* _Selected excerpt_
** start **
HBM2 Deep Dive

Reading the JEDEC spec so you don't have to.

Introduction

Introduced with great fanfare last year by AMD, HBM is seen as the key to high performance GPU computing for the future. For the PC world, HBM is revolutionary in that it uses stacked dies that are mounted onto an interposer that also holds the main GPU die.

HBM reduces the data rate per IO from 7 Gbps per IO for GDDR5 to just 1 or 2 Gbps but more than makes up for it by increasing the number of IOs by an order of magnitude. The lower data rates and very short interconnection distances between the GPU and the DRAM remove the need for complex, high powered driver and high-speed sampler circuits.

Lower clock speeds and lower distance also require less agressive drive currents, and on-die termination resistors are gone completely. In combination with a lower power supply, this reduces the power consumption of the interface logic considerably, both on the DRAM and the master side.

AMD's Fury X and its derivates are using an early version, commonly named HBM1, that peaks at per-IO data rates of 1Gbps. With 4 so-called HBM stacks, that have 1024 data IO pins each, that's still good for a theoretical 512 GB/s.

But HBM1 is not a perfect solution:

512 GB/s, while fast, is only ~50% faster than a 7Gbps 384-bit GDDR5 bus. With GDDR5X on the horizon, that may not be sufficient for the future.
Each HBM1 stack is only limited to 1GB, restricting practical implementations to a maximum of 4GB per GPU.
A single vendor implementation, SK Hynix, with no public specification behind it, must be a bit costly.

Luckily, the big memory vendors of this world agreed to create an improved version, and propose it as an official specification.

The result is JEDEC Standard JESD235A - High Bandwidth Memory (HBM) DRAM).
** end **
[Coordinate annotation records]
** start **
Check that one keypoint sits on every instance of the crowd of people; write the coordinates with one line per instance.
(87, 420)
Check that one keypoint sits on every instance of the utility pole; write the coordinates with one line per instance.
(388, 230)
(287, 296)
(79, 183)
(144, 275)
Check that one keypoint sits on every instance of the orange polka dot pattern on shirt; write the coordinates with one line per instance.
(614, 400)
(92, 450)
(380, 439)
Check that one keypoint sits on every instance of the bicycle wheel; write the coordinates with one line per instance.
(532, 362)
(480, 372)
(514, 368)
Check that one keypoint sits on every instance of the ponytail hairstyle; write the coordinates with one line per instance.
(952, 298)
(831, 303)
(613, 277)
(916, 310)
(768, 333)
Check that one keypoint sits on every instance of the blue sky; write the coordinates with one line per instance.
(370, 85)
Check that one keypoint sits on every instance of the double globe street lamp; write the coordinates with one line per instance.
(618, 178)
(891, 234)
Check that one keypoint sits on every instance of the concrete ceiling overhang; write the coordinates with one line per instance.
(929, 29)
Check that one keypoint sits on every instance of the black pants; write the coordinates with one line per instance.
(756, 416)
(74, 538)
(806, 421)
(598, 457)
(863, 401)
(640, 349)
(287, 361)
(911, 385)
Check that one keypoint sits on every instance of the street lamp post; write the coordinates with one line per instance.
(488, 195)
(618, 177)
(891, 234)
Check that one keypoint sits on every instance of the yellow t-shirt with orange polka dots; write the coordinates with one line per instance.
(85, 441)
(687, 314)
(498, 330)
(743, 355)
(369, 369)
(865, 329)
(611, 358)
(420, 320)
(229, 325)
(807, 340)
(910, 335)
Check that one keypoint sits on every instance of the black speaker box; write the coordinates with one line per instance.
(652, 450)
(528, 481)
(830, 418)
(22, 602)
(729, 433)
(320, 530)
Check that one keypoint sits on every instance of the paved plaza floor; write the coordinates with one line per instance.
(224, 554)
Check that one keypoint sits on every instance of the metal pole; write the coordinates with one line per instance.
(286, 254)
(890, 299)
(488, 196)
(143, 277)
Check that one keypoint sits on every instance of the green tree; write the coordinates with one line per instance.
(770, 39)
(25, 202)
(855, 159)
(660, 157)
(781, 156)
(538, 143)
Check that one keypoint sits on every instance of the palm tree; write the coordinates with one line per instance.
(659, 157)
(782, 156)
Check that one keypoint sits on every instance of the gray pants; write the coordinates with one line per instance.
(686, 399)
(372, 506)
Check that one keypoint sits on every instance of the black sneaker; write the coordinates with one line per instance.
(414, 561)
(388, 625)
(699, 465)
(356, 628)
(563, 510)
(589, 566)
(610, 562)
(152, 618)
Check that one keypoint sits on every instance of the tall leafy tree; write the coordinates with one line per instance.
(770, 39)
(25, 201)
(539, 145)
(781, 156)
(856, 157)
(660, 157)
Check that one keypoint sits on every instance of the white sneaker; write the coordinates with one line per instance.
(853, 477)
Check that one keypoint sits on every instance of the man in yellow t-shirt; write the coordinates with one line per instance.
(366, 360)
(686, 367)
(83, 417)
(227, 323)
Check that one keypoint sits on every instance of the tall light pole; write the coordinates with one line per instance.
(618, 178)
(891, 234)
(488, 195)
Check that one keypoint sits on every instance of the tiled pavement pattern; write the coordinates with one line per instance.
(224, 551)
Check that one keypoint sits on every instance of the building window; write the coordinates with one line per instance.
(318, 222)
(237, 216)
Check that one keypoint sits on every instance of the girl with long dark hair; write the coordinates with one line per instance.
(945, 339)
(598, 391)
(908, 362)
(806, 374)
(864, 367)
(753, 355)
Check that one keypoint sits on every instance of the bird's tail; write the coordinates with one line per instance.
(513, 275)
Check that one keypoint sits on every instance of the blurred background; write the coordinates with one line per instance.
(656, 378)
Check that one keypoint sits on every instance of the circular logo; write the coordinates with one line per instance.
** end **
* _Your instructions_
In the HBM2 deep dive, how much memory is each HBM1 stack limited to?

* _Answer to the problem_
1GB per stack.